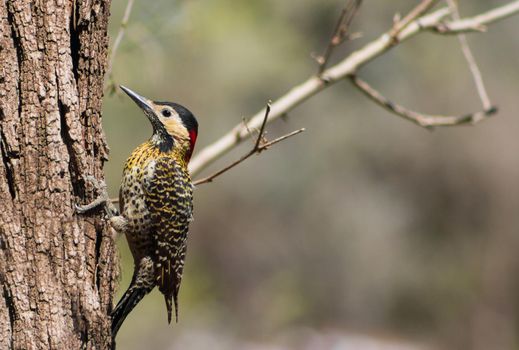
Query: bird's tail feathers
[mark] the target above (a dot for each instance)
(130, 299)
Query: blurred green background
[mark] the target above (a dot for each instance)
(365, 232)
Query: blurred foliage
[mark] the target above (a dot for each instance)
(365, 223)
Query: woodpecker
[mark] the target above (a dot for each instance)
(156, 204)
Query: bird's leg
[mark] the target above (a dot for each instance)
(101, 200)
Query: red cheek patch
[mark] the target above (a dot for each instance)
(192, 141)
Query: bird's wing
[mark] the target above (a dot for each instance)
(168, 193)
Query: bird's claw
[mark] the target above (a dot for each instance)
(102, 200)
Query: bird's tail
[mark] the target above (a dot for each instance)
(130, 299)
(169, 298)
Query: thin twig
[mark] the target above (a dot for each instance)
(340, 33)
(416, 12)
(469, 57)
(477, 23)
(348, 66)
(117, 42)
(424, 120)
(259, 146)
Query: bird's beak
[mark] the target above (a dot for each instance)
(142, 102)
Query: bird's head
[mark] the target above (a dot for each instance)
(174, 127)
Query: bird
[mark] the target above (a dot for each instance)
(156, 205)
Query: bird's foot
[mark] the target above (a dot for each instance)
(102, 200)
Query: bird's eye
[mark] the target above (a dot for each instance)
(166, 112)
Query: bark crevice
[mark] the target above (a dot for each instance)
(9, 171)
(8, 298)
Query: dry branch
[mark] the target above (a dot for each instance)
(471, 60)
(259, 146)
(340, 33)
(425, 120)
(349, 66)
(111, 85)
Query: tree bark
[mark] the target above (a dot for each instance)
(57, 269)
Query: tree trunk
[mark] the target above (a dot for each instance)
(57, 269)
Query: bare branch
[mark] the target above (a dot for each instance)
(340, 33)
(477, 23)
(117, 42)
(416, 12)
(424, 120)
(259, 146)
(348, 66)
(474, 69)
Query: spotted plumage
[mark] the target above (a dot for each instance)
(156, 198)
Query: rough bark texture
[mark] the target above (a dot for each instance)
(57, 269)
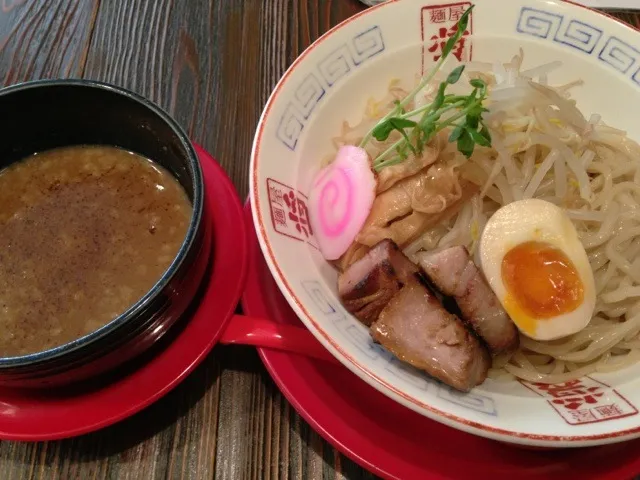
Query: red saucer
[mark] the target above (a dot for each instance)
(74, 411)
(393, 441)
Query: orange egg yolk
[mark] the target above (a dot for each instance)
(542, 280)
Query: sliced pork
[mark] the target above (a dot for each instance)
(368, 284)
(453, 273)
(417, 329)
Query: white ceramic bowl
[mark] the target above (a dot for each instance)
(330, 82)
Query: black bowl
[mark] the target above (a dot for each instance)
(42, 115)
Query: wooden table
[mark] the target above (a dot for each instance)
(212, 64)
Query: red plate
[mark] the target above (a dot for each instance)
(393, 441)
(74, 411)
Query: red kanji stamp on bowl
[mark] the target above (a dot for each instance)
(289, 213)
(584, 401)
(438, 23)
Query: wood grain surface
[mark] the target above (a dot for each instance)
(212, 65)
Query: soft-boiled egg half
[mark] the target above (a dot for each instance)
(534, 262)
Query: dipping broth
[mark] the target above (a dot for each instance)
(85, 232)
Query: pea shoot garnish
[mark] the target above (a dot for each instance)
(465, 114)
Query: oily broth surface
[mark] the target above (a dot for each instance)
(85, 232)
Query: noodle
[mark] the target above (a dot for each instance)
(544, 147)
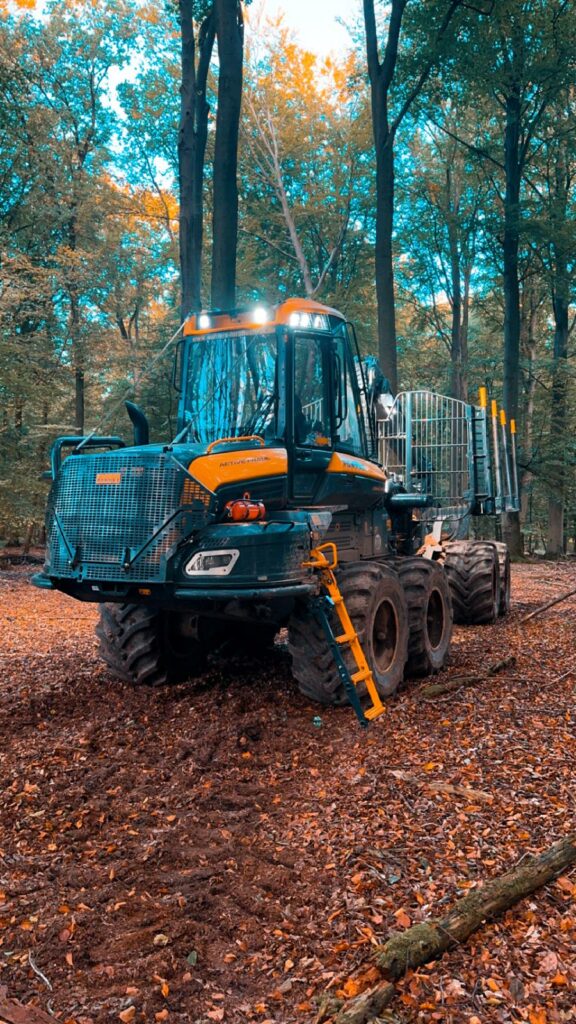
══════
What you are asked to do: If a line contains the word "bark", count it; give the total for the entries above and nothing else.

Output: 3